DATA FOR THIS TASK:
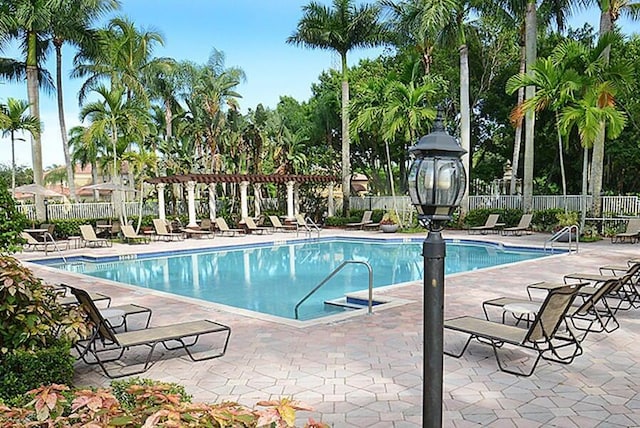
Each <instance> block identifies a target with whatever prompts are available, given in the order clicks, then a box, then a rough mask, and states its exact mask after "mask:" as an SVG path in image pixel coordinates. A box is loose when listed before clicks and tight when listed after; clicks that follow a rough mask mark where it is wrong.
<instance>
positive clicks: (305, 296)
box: [294, 260, 373, 319]
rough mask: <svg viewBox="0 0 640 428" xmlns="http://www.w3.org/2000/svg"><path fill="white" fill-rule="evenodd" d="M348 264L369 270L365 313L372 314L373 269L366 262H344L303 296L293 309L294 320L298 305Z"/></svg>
mask: <svg viewBox="0 0 640 428" xmlns="http://www.w3.org/2000/svg"><path fill="white" fill-rule="evenodd" d="M349 264H361V265H365V266H366V267H367V269H368V270H369V298H368V305H367V307H368V310H367V313H368V314H371V313H372V312H373V269H371V265H370V264H369V263H367V262H363V261H362V260H345V261H344V262H342V263H341V264H340V266H338V267H337V268H335V269H334V270H333V272H331V273H330V274H329V276H327V277H326V278H325V279H323V280H322V281H321V282H320V284H318V285H316V286H315V287H314V288H313V289H312V290H311V291H310V292H308V293H307V295H306V296H304V297H303V298H302V299H301V300H300V301H299V302H298V303H297V304H296V307H295V309H294V312H295V315H296V319H298V309H299V308H300V305H302V304H303V303H304V302H306V301H307V299H308V298H309V297H311V296H312V295H313V294H314V293H315V292H316V291H318V290H319V289H320V288H321V287H322V286H323V285H325V284H326V283H327V282H329V280H330V279H331V278H333V277H334V276H335V275H336V274H337V273H338V272H340V271H341V270H342V268H344V267H345V266H346V265H349Z"/></svg>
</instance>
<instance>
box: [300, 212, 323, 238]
mask: <svg viewBox="0 0 640 428" xmlns="http://www.w3.org/2000/svg"><path fill="white" fill-rule="evenodd" d="M303 227H304V229H305V232H306V234H307V236H308V237H309V238H311V229H312V228H313V229H315V230H316V232H318V238H320V227H319V226H318V225H317V224H315V223H314V221H313V220H311V218H310V217H307V218H305V219H304V225H303ZM299 230H300V229H299V228H297V229H296V236H298V231H299Z"/></svg>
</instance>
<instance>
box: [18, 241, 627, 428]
mask: <svg viewBox="0 0 640 428" xmlns="http://www.w3.org/2000/svg"><path fill="white" fill-rule="evenodd" d="M334 232H337V233H334ZM333 234H339V235H344V236H360V237H362V236H376V237H384V234H381V233H376V232H361V231H353V232H345V231H336V230H325V231H323V232H322V235H323V236H330V235H333ZM294 235H295V234H284V233H278V234H273V235H266V236H247V237H241V238H221V237H216V238H215V239H214V240H206V239H202V240H195V239H189V240H185V241H181V242H169V243H165V242H157V243H155V242H154V243H152V244H150V245H148V246H147V245H136V246H134V245H124V244H114V246H113V247H112V248H106V249H90V250H88V249H79V250H69V251H65V254H68V255H71V254H74V253H85V252H87V253H88V252H90V253H92V254H104V255H106V254H118V255H122V254H130V253H136V252H141V251H167V250H169V251H170V250H171V249H178V248H195V247H198V246H201V247H210V246H212V245H225V244H229V243H238V242H242V243H247V242H263V241H273V240H274V239H293V237H294ZM402 236H404V235H402ZM416 236H418V235H416ZM422 236H424V235H422ZM444 236H445V238H453V239H455V238H459V239H470V238H471V239H483V240H491V241H500V242H504V243H505V244H513V245H527V246H529V245H531V246H541V245H542V243H543V242H544V239H546V238H547V237H548V235H542V234H533V235H527V236H522V237H502V236H499V235H483V236H478V235H467V234H466V233H464V232H455V231H445V232H444ZM395 237H398V235H395ZM639 248H640V247H639V246H638V245H637V244H635V245H634V244H615V245H612V244H611V243H610V242H609V241H608V240H606V241H601V242H598V243H588V244H580V252H579V253H578V254H571V255H567V254H565V255H558V256H552V257H547V258H544V259H538V260H532V261H527V262H522V263H517V264H511V265H506V266H500V267H495V268H489V269H483V270H478V271H473V272H469V273H464V274H457V275H451V276H449V277H447V280H446V304H445V318H449V317H453V316H458V315H475V316H483V313H482V308H481V303H482V301H484V300H487V299H490V298H493V297H497V296H503V295H504V296H513V297H526V292H525V285H526V284H529V283H532V282H537V281H544V280H547V281H556V282H557V281H561V280H562V276H563V275H564V274H567V273H570V272H576V271H585V272H594V273H597V272H598V270H597V268H598V266H600V265H605V264H625V263H626V261H627V260H628V259H630V258H634V257H640V251H639ZM36 255H38V256H41V255H42V254H36ZM33 256H34V255H33V254H32V253H25V254H22V255H19V258H21V259H23V260H27V259H28V258H32V257H33ZM416 258H418V259H420V260H422V257H421V255H420V254H416ZM29 266H30V267H32V268H33V270H34V271H35V272H36V274H37V275H39V276H40V277H42V278H44V279H46V280H47V281H50V282H52V283H60V282H69V283H72V284H75V285H76V286H79V287H83V288H86V289H89V290H91V291H99V292H103V293H105V294H108V295H110V296H112V298H113V304H123V303H138V304H141V305H144V306H149V307H151V308H153V311H154V312H153V318H152V325H163V324H169V323H172V322H176V321H184V320H188V319H198V318H210V319H213V320H216V321H219V322H222V323H224V324H227V325H230V326H231V327H232V330H233V332H232V335H231V342H230V344H229V349H228V351H227V354H226V355H225V356H224V357H222V358H219V359H215V360H211V361H206V362H201V363H192V362H190V361H189V360H188V359H187V358H186V357H183V354H181V353H178V352H172V353H166V357H165V358H163V359H162V360H161V361H159V362H158V363H157V364H155V365H154V366H153V367H152V368H151V369H150V370H149V371H148V372H147V373H145V375H144V377H147V378H152V379H158V380H164V381H170V382H177V383H180V384H183V385H185V387H186V389H187V391H188V392H189V393H190V394H193V396H194V400H196V401H207V402H221V401H223V400H232V401H237V402H240V403H242V404H245V405H248V406H254V405H255V403H256V402H258V401H260V400H265V399H277V398H280V397H284V396H288V397H293V398H294V399H297V400H301V401H303V402H305V403H307V404H309V405H311V406H313V407H314V408H315V411H314V412H300V413H299V417H300V421H301V423H300V425H303V421H304V420H306V419H307V418H308V417H313V418H315V419H317V420H318V419H319V420H322V421H324V422H325V423H328V424H330V425H331V426H335V427H380V428H387V427H417V426H420V425H421V414H422V361H423V355H422V342H423V332H422V284H421V282H419V283H412V284H408V285H404V286H401V287H394V288H390V289H386V290H385V291H383V292H376V295H380V294H385V295H386V296H389V297H392V298H400V299H405V300H407V301H408V303H406V304H404V305H400V306H396V307H392V308H386V309H384V308H376V309H375V310H374V314H373V315H371V316H367V315H365V314H362V315H356V316H351V317H349V318H346V319H341V320H333V321H330V322H316V323H311V324H309V325H306V326H305V327H296V326H292V325H289V324H287V323H281V322H274V321H273V320H269V319H265V318H263V317H260V316H248V315H247V314H245V313H243V312H242V311H238V310H234V309H228V308H222V307H220V306H219V305H215V304H208V303H206V302H199V301H195V300H193V299H184V298H176V297H172V296H170V295H167V294H164V293H160V292H153V291H149V290H146V289H139V288H135V287H130V286H124V285H121V284H115V283H112V282H108V281H100V280H96V279H94V278H88V277H83V276H80V275H74V274H69V273H62V272H59V271H55V270H53V269H50V268H45V267H41V266H37V265H33V264H29ZM618 318H619V321H620V324H621V327H620V328H619V329H618V330H617V331H615V332H613V333H611V334H606V333H605V334H590V335H589V336H588V337H587V339H586V340H585V342H584V343H583V346H584V350H585V353H584V355H582V356H581V357H579V358H577V359H576V361H575V362H574V363H573V364H571V365H562V364H552V363H548V362H546V361H542V362H541V363H540V365H539V366H538V369H537V370H536V372H535V373H534V375H533V376H531V377H529V378H520V377H516V376H512V375H508V374H505V373H502V372H500V371H499V370H498V368H497V365H496V362H495V359H494V357H493V353H492V351H491V348H490V347H489V346H486V345H480V344H472V345H471V346H470V348H469V350H468V351H467V353H466V354H465V356H464V357H463V358H461V359H454V358H451V357H447V356H445V357H444V365H445V373H444V425H445V426H447V427H472V426H491V427H556V426H557V427H632V426H640V316H639V314H638V310H631V311H624V312H620V313H619V316H618ZM462 342H463V339H462V338H461V337H460V336H453V335H449V334H447V335H446V337H445V348H449V347H455V346H460V345H461V344H462ZM514 358H518V354H514ZM76 382H77V384H78V385H94V386H95V385H108V384H109V380H108V379H107V378H106V377H105V376H104V375H103V374H102V372H100V371H98V370H97V369H96V368H95V367H89V366H86V365H84V364H83V363H77V365H76Z"/></svg>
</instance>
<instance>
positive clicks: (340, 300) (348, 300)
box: [324, 297, 367, 310]
mask: <svg viewBox="0 0 640 428" xmlns="http://www.w3.org/2000/svg"><path fill="white" fill-rule="evenodd" d="M324 304H325V305H329V306H338V307H340V308H343V309H352V310H355V309H364V308H366V307H367V305H366V304H364V305H361V304H360V303H359V302H358V303H354V302H351V301H350V300H349V299H347V298H346V297H340V298H338V299H333V300H325V301H324Z"/></svg>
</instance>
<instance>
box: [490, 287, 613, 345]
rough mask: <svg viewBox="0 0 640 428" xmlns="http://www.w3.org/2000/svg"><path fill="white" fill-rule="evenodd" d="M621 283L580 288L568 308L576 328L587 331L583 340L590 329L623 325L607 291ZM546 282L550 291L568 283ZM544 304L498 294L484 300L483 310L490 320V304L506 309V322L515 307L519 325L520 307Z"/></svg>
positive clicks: (537, 310) (577, 328) (609, 291)
mask: <svg viewBox="0 0 640 428" xmlns="http://www.w3.org/2000/svg"><path fill="white" fill-rule="evenodd" d="M619 283H620V279H610V280H607V281H605V282H604V284H602V285H601V286H600V287H598V288H595V289H593V290H590V289H586V290H585V288H584V286H582V287H581V288H580V290H579V291H578V297H577V298H576V300H575V301H574V304H573V305H572V306H571V307H570V308H569V310H568V311H567V317H568V318H569V320H570V321H571V324H572V325H573V327H574V328H575V329H577V330H580V331H582V332H583V334H582V336H581V337H579V340H580V341H583V340H584V338H585V337H586V336H587V334H588V333H590V332H594V333H602V332H607V333H611V332H613V331H615V330H617V329H618V328H619V327H620V324H619V323H618V320H617V319H616V317H615V314H614V312H613V310H612V309H611V307H610V306H609V304H608V302H607V299H606V296H607V294H609V293H611V292H613V291H614V289H615V288H616V287H619ZM542 284H543V283H540V284H532V285H533V286H537V287H536V288H538V289H542V288H543V287H542V286H541V285H542ZM544 284H546V285H548V288H547V289H548V290H550V289H553V288H556V287H562V286H564V284H550V283H544ZM583 284H584V283H583ZM541 304H542V302H541V301H536V300H527V299H514V298H511V297H498V298H495V299H491V300H487V301H485V302H483V303H482V309H483V310H484V314H485V317H486V318H487V319H490V318H489V313H488V312H487V308H488V307H495V308H500V309H502V310H503V312H502V322H503V323H504V322H505V315H506V314H507V312H512V310H513V309H514V308H515V309H516V310H515V311H513V312H514V313H513V314H514V316H515V317H516V320H517V321H516V325H517V324H518V322H519V321H520V320H521V319H520V314H519V313H518V310H517V308H519V307H523V308H534V311H535V312H537V311H538V310H539V308H540V305H541Z"/></svg>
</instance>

WHAT YOU HAVE TO DO: Starting with the first line of the data above, write out each line exactly up to and including the line that holds "positive clicks: (305, 296)". Pictures stay out.

OUTPUT:
Each <instance> block identifies a target with whatever prompts are available, given in the order clicks, then a box, then a rough mask, and states its exact mask after "mask:" as an SVG path in image pixel coordinates. A box is loose when listed before clicks and tight when listed after; clicks that follow a rough mask mark where it is wrong.
<instance>
positive clicks: (305, 296)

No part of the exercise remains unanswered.